■ Your task: Put each line of the data below into a numbered list, leaving out any blank lines.

Stored data
— start —

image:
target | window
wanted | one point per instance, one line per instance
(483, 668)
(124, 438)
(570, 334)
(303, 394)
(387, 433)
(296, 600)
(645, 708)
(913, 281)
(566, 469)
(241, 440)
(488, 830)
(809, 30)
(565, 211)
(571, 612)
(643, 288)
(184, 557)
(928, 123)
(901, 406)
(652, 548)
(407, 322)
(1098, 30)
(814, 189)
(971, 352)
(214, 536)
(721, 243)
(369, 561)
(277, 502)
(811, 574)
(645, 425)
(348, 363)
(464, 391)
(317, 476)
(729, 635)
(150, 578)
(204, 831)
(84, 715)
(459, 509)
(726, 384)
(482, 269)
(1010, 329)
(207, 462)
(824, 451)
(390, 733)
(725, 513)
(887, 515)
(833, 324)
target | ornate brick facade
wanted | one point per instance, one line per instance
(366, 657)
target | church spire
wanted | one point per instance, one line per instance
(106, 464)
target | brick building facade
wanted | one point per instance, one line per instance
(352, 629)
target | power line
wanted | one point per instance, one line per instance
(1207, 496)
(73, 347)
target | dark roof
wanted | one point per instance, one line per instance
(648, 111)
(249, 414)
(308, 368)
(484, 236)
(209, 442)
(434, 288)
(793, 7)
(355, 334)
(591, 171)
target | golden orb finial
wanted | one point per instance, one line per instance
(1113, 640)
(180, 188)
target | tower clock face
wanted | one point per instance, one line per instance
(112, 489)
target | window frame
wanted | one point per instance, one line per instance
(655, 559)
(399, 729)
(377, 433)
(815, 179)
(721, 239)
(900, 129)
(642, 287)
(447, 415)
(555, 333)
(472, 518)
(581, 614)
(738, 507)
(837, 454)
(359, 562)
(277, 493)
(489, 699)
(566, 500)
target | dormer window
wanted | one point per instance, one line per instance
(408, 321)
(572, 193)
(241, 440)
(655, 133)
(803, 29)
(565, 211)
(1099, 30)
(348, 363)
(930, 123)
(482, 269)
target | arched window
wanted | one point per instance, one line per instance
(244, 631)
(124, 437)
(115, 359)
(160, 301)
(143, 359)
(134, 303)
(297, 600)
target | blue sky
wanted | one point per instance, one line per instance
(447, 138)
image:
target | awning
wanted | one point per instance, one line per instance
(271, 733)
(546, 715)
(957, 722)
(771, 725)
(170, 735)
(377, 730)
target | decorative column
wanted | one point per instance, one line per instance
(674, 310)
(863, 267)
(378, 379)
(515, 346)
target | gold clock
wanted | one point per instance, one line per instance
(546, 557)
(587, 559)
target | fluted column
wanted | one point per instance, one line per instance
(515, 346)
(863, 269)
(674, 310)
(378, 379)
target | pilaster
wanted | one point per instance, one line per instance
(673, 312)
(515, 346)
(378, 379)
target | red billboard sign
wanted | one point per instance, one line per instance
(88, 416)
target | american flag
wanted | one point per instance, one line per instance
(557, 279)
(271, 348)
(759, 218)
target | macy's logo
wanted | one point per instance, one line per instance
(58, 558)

— end —

■ Output below:
1. image:
2. target | window
3. wanted | one point per instance, one line per instance
4. (483, 668)
5. (124, 438)
6. (570, 334)
7. (303, 394)
8. (387, 433)
9. (296, 600)
10. (645, 708)
11. (913, 281)
12. (566, 469)
13. (241, 440)
14. (488, 830)
15. (809, 30)
16. (565, 211)
17. (571, 612)
18. (643, 288)
19. (184, 557)
20. (928, 123)
21. (901, 406)
22. (652, 548)
23. (407, 322)
24. (1098, 30)
25. (814, 189)
26. (971, 352)
27. (214, 536)
28. (721, 243)
29. (369, 561)
30. (277, 502)
31. (811, 574)
32. (645, 425)
33. (348, 363)
34. (464, 391)
35. (317, 476)
36. (729, 635)
37. (150, 578)
38. (204, 831)
39. (84, 715)
40. (459, 509)
41. (726, 384)
42. (482, 269)
43. (1010, 329)
44. (207, 462)
45. (824, 451)
46. (390, 733)
47. (725, 513)
48. (887, 515)
49. (833, 324)
50. target | ornate brick facade
51. wanted | one point per instance, one line per instance
52. (366, 657)
53. target | church spire
54. wanted | one point per instance, one line per instance
55. (106, 464)
56. target | brick building facade
57. wanted | one point per instance, one line per instance
58. (352, 629)
59. target | power line
60. wanted | one point per instance, one line per instance
61. (1207, 496)
62. (73, 347)
63. target | dark roof
64. wanted | one point per instance, one line per instance
65. (648, 111)
66. (249, 414)
67. (308, 368)
68. (484, 236)
69. (209, 442)
70. (434, 288)
71. (793, 7)
72. (355, 334)
73. (591, 171)
74. target | golden orb finial
75. wanted | one point per instance, one line per instance
76. (1113, 640)
77. (180, 188)
78. target | tower clock face
79. wanted | one point per instance, one line per instance
80. (112, 489)
81. target | window frame
82. wanted | one point per instance, one line per instance
83. (655, 559)
84. (399, 729)
85. (377, 433)
86. (815, 179)
87. (721, 239)
88. (900, 129)
89. (642, 287)
90. (447, 415)
91. (555, 333)
92. (472, 518)
93. (581, 614)
94. (738, 507)
95. (837, 454)
96. (359, 562)
97. (277, 493)
98. (489, 699)
99. (566, 500)
100. target | dormer window
101. wanted | one point per instance, one line per instance
102. (408, 321)
103. (572, 193)
104. (241, 440)
105. (655, 133)
106. (803, 29)
107. (565, 211)
108. (1099, 30)
109. (348, 363)
110. (930, 123)
111. (482, 269)
112. target | arched window
113. wanted | one point per instance, one line per instance
114. (244, 631)
115. (124, 437)
116. (115, 359)
117. (160, 301)
118. (143, 359)
119. (134, 303)
120. (297, 600)
121. target | blue sky
122. wanted | one point per instance, one line per instance
123. (447, 138)
124. image:
125. target | awning
126. wanted | one point per instance, one line per instance
127. (271, 733)
128. (546, 715)
129. (957, 722)
130. (771, 725)
131. (170, 735)
132. (377, 730)
133. target | decorative column
134. wanted | one point per instance, one line per instance
135. (674, 310)
136. (863, 267)
137. (378, 379)
138. (515, 346)
139. target | gold clock
140. wanted | one point per instance, one line per instance
141. (546, 557)
142. (587, 559)
143. target | fluted column
144. wanted | one point per instance, one line per instance
145. (515, 346)
146. (863, 269)
147. (674, 310)
148. (378, 379)
149. target | pilaster
150. wanted | one point per instance, one line per instance
151. (673, 312)
152. (515, 346)
153. (378, 379)
154. target | red billboard sign
155. wanted | one point per instance, one line per instance
156. (88, 416)
157. target | american flag
158. wanted | one point per instance, one line per instance
159. (557, 279)
160. (271, 348)
161. (759, 218)
162. target | macy's logo
163. wanted | one point per instance, one line per instance
164. (58, 558)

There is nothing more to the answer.